Region pointing data:
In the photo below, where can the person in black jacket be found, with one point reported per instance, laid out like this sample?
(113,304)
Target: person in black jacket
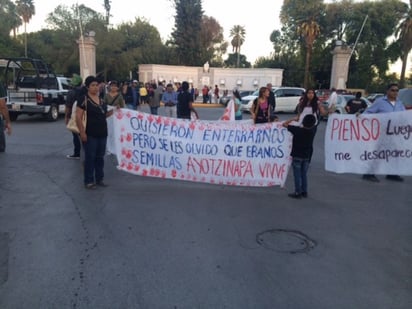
(74,94)
(272,103)
(185,103)
(302,149)
(4,119)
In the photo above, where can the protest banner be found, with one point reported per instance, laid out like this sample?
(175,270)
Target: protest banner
(369,143)
(216,152)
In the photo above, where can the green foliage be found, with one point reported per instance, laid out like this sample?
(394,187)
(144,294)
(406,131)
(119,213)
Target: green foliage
(9,18)
(197,38)
(186,35)
(232,61)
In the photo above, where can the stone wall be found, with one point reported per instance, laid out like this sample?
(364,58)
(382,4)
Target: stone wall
(225,78)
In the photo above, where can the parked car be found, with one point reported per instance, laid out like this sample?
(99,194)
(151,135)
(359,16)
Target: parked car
(341,101)
(244,93)
(226,98)
(287,99)
(405,95)
(373,96)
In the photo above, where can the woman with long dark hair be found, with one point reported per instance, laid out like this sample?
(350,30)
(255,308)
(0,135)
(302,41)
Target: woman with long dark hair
(94,135)
(260,108)
(309,105)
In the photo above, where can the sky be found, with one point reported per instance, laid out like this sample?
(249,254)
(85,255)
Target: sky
(258,17)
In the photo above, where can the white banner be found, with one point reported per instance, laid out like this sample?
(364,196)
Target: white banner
(369,143)
(216,152)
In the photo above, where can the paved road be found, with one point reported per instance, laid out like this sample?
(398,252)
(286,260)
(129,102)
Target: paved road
(150,243)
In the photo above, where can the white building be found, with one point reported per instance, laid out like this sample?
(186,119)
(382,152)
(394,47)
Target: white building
(225,78)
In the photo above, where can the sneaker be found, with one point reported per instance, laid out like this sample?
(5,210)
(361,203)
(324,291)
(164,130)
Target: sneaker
(101,184)
(295,195)
(394,178)
(90,186)
(370,178)
(73,157)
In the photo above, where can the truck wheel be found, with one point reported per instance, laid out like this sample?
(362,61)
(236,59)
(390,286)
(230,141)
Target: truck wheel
(13,116)
(53,114)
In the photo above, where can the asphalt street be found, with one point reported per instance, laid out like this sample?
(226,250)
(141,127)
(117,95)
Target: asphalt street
(150,243)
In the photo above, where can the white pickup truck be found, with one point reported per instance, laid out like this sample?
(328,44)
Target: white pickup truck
(32,88)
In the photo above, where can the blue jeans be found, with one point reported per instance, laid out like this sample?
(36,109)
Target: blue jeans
(300,171)
(94,151)
(153,110)
(131,106)
(2,136)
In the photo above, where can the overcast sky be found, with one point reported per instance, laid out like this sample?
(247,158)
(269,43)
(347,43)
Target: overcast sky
(259,17)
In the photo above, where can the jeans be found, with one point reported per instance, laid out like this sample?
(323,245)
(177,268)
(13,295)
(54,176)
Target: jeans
(171,111)
(300,171)
(76,144)
(153,110)
(131,106)
(94,151)
(2,136)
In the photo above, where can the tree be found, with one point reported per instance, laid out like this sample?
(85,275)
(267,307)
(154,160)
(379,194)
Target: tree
(237,61)
(9,18)
(238,34)
(26,9)
(404,35)
(301,20)
(186,34)
(213,45)
(107,8)
(309,30)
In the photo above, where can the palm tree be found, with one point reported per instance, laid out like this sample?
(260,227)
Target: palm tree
(404,34)
(237,33)
(309,30)
(107,8)
(26,10)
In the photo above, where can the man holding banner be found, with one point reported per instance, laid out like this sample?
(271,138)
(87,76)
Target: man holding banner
(386,104)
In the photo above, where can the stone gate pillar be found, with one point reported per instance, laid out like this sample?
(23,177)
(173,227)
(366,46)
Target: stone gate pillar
(340,65)
(87,52)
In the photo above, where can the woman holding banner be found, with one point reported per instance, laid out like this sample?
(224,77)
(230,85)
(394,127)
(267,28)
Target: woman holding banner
(387,104)
(310,105)
(260,110)
(185,103)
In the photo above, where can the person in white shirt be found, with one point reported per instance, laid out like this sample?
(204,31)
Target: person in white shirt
(332,100)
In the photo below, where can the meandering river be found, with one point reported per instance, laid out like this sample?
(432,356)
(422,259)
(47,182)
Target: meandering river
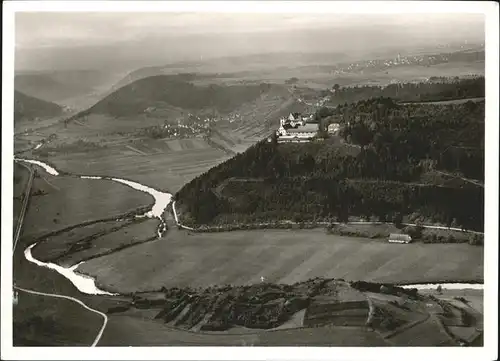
(83,283)
(87,285)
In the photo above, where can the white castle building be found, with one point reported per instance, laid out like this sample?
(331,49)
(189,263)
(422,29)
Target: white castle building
(295,128)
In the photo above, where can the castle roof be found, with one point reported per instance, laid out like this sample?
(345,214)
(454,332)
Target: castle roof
(307,128)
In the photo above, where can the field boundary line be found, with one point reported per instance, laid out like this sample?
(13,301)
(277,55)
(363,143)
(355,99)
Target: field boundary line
(269,225)
(27,194)
(104,316)
(135,150)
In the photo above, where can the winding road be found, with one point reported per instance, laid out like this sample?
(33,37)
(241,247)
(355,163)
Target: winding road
(99,335)
(162,199)
(16,238)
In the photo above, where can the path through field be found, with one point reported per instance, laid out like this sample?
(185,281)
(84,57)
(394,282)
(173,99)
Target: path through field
(105,318)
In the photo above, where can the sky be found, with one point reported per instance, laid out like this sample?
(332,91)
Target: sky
(54,39)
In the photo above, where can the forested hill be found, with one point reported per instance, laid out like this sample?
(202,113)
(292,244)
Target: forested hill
(391,169)
(157,91)
(27,107)
(436,89)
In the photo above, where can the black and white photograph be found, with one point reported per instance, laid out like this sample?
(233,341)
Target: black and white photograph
(260,175)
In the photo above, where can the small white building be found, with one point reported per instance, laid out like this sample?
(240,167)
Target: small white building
(399,238)
(333,128)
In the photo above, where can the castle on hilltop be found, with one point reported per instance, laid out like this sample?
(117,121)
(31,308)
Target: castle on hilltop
(298,129)
(295,128)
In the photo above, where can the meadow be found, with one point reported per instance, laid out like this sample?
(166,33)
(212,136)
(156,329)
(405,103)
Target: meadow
(281,256)
(60,201)
(134,331)
(44,321)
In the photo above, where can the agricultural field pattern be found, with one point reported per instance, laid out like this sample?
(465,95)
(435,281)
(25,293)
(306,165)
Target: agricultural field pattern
(160,208)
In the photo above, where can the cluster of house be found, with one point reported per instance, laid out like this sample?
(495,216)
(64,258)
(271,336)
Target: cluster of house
(298,128)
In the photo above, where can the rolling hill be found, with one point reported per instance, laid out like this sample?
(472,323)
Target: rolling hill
(376,169)
(62,87)
(27,107)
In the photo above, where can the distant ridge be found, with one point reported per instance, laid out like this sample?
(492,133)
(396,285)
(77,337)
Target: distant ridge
(174,91)
(28,107)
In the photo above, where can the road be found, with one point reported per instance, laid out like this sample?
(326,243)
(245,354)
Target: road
(99,335)
(24,206)
(16,238)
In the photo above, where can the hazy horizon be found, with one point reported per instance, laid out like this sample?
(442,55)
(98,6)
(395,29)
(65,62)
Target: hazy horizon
(46,40)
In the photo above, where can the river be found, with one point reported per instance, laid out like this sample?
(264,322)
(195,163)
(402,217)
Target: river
(83,283)
(87,285)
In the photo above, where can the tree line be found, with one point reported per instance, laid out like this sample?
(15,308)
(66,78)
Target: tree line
(413,92)
(326,181)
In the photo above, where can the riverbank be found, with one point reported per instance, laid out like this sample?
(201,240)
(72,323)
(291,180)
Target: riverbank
(364,229)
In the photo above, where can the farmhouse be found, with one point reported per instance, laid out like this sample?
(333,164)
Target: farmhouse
(399,238)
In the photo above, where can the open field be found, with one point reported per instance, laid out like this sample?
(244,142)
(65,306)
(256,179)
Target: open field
(168,165)
(281,256)
(47,321)
(79,244)
(21,178)
(141,332)
(60,201)
(427,333)
(382,231)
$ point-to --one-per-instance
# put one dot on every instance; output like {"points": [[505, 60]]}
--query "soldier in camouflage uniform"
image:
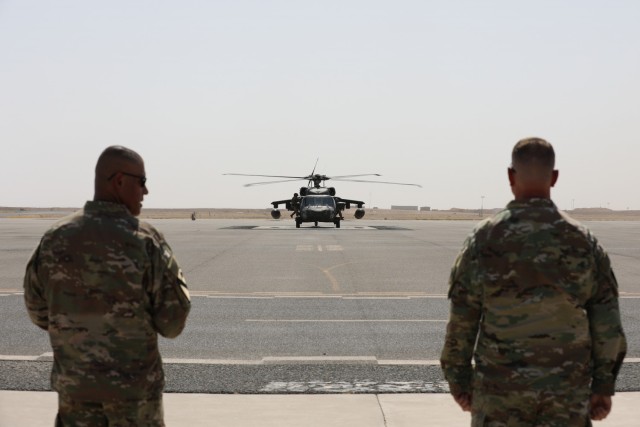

TASK BRIEF: Look through the entries. Copy out each line with "below" in it.

RESPONSE:
In the photo below, where can the person in black jacket be found, with one point reported per instance, laid out like this sample?
In the photo below, where can the meandering river be found, with one point reported per instance, laid out like this sample?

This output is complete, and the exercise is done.